• Requirement
Convert the rows into a JSON list of strings with one string per line, starting at the line that contains "Where can the person's" and ending at the last line of the rows. Skip blank lines and leave the pictures out of the answer.

[Rows from a pointing dataset]
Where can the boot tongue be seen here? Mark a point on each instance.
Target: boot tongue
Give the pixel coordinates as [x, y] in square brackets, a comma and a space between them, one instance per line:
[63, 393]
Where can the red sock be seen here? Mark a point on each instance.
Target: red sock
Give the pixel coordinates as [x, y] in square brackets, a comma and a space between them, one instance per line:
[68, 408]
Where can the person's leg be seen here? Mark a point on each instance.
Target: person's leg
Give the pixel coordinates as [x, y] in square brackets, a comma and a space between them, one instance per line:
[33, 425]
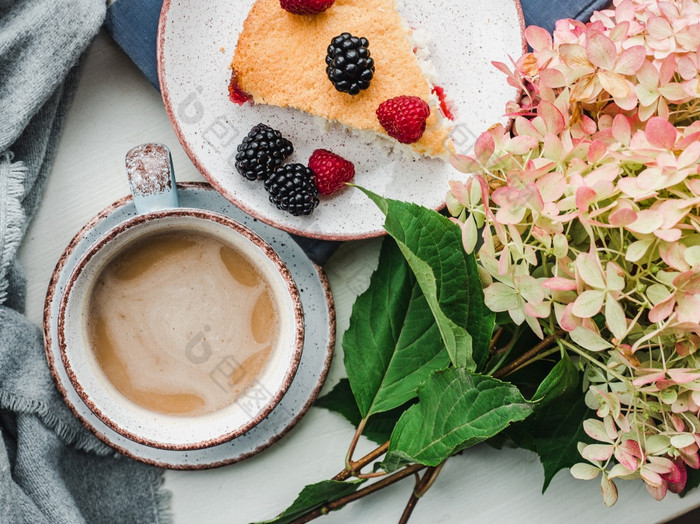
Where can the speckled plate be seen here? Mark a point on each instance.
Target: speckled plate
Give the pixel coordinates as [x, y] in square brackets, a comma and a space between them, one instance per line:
[319, 342]
[195, 46]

• Output for this exercise
[
  "Where can the person's leg be seen here? Mark a point on each instance.",
  "Target: person's leg",
  "Give the pixel coordinates as [x, y] in square brackets, a comma and a space between them, one instance per line:",
  "[33, 425]",
  "Where can the speckled plate be seen here? Mark a point on each instance.",
  "Target: speckled plate",
  "Give the pixel coordinates as [x, y] in square brackets, a comma and a space between them, one instance per line:",
  "[319, 342]",
  "[195, 46]"
]